* [Exercise] Please gather every line in the material below that contains the word "bird".

* [Task data]
========================

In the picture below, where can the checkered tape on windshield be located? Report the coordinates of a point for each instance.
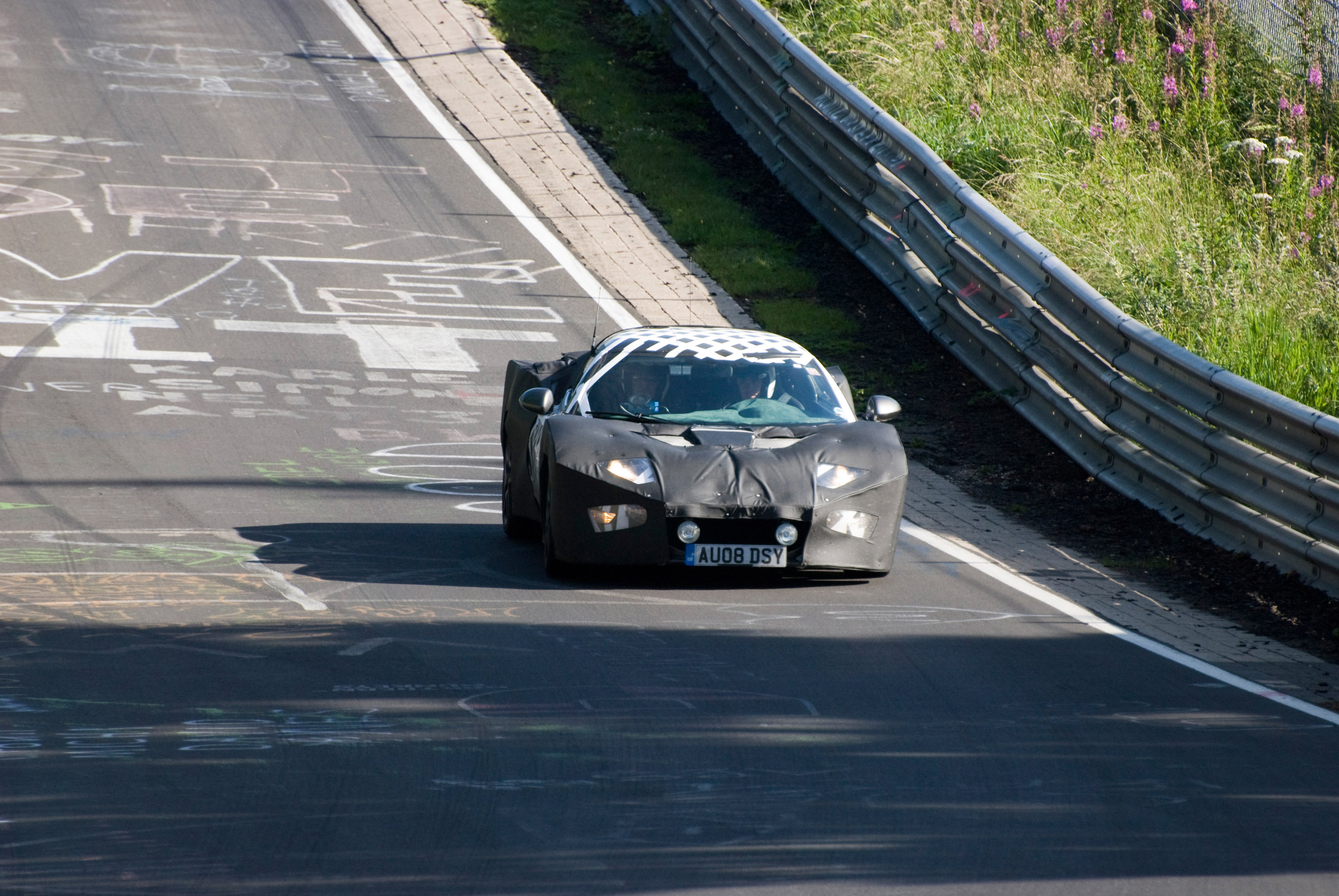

========================

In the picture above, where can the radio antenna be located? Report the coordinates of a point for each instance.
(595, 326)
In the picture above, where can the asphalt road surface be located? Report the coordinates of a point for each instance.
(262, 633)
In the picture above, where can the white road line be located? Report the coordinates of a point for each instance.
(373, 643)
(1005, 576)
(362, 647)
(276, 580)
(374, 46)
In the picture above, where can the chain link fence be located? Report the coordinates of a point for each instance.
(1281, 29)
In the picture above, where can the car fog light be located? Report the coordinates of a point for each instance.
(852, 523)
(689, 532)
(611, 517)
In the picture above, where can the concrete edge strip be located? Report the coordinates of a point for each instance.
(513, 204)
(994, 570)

========================

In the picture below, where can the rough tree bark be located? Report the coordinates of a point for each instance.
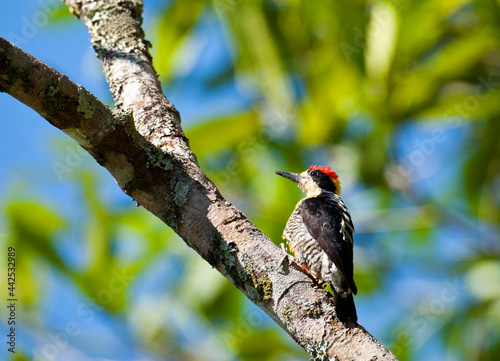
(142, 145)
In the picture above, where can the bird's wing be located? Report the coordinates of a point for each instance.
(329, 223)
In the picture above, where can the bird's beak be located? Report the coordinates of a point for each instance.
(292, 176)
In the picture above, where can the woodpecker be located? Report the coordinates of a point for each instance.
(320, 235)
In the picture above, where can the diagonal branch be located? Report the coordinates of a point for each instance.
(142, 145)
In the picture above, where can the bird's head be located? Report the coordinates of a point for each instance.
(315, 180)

========================

* [Answer to the problem]
In the picture above, where can the bird's wing be located? Report the coordinates of a point for each instance.
In the picture above, where can the bird's beak be located? Report the coordinates of a point for each instance.
In the picture above, where can the bird's head be located? Report the coordinates of a point for each instance.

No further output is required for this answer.